• **TASK DIRECTIONS**
In the records below, find the line with "Could you point to the tree bark" and the line with "Could you point to the plant". Print both exactly, along with every line between them, and no other line.

• **EXERCISE MATERIALS**
%%

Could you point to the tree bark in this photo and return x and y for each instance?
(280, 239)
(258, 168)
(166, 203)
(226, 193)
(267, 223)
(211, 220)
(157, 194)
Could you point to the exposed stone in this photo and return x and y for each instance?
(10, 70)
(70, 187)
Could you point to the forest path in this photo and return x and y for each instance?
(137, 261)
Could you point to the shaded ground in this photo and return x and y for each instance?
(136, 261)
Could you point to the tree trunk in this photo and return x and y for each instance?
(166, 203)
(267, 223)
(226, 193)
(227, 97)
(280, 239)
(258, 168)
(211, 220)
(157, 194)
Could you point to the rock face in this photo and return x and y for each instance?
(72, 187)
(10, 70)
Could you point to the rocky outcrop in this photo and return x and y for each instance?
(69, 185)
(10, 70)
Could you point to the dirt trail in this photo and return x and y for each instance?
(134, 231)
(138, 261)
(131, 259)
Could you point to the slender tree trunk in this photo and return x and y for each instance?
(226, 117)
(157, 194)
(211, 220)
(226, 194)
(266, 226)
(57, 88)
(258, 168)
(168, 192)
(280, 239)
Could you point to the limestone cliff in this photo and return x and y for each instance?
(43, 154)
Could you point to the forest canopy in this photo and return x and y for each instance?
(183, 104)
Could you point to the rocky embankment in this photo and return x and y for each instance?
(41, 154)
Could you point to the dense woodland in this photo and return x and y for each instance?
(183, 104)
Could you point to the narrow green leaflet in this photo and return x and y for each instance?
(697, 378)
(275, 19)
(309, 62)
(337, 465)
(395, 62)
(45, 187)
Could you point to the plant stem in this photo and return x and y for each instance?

%%
%%

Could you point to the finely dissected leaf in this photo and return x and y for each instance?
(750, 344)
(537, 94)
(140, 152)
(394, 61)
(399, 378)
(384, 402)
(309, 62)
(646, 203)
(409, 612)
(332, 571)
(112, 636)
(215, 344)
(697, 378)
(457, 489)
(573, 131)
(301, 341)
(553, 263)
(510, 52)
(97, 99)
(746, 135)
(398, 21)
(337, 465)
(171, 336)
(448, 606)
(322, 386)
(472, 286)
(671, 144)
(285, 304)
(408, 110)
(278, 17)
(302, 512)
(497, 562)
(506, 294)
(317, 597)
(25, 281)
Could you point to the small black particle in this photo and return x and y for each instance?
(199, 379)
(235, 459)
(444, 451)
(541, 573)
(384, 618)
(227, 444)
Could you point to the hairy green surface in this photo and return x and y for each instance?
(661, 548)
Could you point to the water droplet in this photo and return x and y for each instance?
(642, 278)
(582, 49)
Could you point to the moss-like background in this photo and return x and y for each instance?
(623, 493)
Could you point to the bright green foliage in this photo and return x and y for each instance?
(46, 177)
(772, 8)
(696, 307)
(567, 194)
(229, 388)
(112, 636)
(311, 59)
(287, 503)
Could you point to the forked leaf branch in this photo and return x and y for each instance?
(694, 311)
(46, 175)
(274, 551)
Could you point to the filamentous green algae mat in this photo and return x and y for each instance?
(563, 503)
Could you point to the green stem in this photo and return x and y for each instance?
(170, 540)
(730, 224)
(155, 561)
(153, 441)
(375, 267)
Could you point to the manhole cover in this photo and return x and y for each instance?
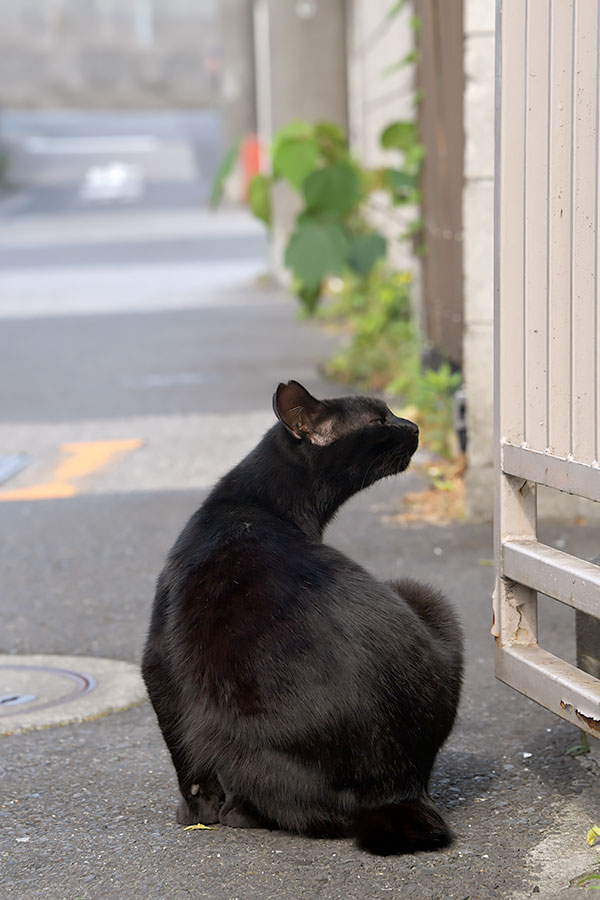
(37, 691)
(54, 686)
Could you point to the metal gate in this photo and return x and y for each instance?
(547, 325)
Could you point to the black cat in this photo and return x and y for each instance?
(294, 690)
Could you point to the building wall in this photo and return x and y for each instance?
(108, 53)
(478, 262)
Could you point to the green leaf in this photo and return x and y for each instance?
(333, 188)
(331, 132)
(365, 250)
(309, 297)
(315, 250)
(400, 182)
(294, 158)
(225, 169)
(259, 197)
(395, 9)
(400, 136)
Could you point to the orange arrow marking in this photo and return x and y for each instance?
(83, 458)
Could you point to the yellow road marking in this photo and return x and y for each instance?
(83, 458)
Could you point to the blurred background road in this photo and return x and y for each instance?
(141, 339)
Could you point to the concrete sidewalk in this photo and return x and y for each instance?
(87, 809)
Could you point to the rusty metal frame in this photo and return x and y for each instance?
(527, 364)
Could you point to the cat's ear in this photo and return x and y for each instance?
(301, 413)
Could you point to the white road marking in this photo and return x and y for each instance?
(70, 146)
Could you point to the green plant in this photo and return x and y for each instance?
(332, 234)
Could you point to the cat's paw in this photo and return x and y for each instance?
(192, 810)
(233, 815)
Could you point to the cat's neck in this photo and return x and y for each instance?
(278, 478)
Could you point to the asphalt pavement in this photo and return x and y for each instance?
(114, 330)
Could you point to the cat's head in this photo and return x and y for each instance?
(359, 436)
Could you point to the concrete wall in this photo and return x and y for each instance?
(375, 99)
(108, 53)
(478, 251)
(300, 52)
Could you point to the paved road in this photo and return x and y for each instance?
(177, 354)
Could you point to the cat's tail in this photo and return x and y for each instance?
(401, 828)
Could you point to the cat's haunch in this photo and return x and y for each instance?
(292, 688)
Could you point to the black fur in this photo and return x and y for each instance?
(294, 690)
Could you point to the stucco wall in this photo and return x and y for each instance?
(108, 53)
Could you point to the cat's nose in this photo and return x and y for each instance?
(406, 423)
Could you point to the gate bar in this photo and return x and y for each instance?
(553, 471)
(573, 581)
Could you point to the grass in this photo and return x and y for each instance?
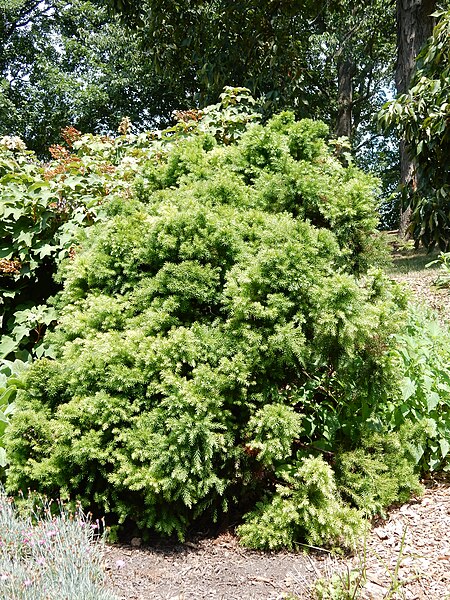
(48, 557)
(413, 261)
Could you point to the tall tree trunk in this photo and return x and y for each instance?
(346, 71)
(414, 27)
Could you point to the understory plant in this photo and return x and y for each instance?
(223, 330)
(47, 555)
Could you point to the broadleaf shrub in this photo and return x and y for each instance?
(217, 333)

%%
%%

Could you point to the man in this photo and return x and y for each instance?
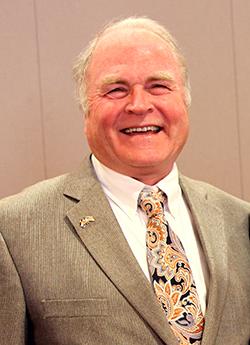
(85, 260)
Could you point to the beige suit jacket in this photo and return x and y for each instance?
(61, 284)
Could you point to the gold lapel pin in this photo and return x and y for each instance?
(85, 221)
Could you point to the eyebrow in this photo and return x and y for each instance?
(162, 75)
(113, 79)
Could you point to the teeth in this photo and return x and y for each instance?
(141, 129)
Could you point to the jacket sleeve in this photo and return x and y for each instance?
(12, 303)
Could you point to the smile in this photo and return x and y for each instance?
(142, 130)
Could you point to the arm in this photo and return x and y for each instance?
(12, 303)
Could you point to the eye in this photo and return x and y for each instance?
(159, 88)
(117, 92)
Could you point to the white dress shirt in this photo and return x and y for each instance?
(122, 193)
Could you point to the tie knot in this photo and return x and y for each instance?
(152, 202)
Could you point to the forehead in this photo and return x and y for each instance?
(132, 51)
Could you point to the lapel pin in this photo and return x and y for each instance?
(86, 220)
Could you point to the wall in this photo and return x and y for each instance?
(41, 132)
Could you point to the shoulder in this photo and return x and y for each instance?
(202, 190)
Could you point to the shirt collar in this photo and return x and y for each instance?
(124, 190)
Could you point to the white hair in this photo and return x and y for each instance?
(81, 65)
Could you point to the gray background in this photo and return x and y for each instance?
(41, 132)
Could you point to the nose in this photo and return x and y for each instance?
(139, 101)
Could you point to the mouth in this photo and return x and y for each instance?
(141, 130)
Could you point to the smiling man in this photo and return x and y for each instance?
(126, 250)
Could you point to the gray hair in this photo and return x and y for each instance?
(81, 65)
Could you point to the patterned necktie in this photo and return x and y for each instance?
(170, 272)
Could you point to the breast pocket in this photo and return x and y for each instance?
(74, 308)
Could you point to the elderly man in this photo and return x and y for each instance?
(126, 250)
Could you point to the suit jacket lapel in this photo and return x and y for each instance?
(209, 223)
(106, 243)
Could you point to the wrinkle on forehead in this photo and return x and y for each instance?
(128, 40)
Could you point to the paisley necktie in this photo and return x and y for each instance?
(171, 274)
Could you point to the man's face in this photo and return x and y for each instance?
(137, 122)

%%

• **EXERCISE RESPONSE**
Could you point to the tree bark in this photo and return x and y for each instance?
(280, 239)
(258, 168)
(166, 203)
(226, 193)
(267, 223)
(211, 220)
(157, 194)
Could you point to the exposed stone in this photo and return x and y for each instance?
(10, 70)
(70, 187)
Could you point to the forest path in this photo and return x and y for each instance?
(137, 261)
Could you point to the shaded ground in this photo and return x and y for each instance?
(136, 261)
Could you point to the tree trunk in this photo and return x and y for each instance?
(166, 203)
(267, 223)
(226, 193)
(227, 97)
(280, 239)
(258, 168)
(211, 220)
(157, 194)
Could you point to the rock face in this photo and return x and y for each instance?
(72, 187)
(10, 70)
Could you point to the rocky outcrop in this photo and return x and y for each instance?
(69, 185)
(10, 70)
Could you point to the dirt trail in this photo and return x and y for each instance?
(134, 231)
(138, 261)
(131, 259)
Could you point to the slender tree trunk in this photo and return x and y for each instance?
(226, 117)
(157, 194)
(211, 220)
(226, 194)
(266, 226)
(57, 88)
(258, 168)
(168, 192)
(280, 239)
Could you point to the limestone cliff in this photo and return x and y for each instance?
(43, 154)
Could you point to the forest canopy in this photo and return x and y for each instance?
(183, 104)
Could you point to the rocky embankment in this photo and return x and y for each instance?
(41, 154)
Could you point to the dense woodland in this photo and return x and y for each instance?
(183, 104)
Could you point to the narrow green leaflet in this photo and return x and y for each instance?
(697, 378)
(275, 19)
(309, 62)
(337, 465)
(395, 62)
(45, 187)
Could you point to the plant stem in this photo and return x and y for each instance?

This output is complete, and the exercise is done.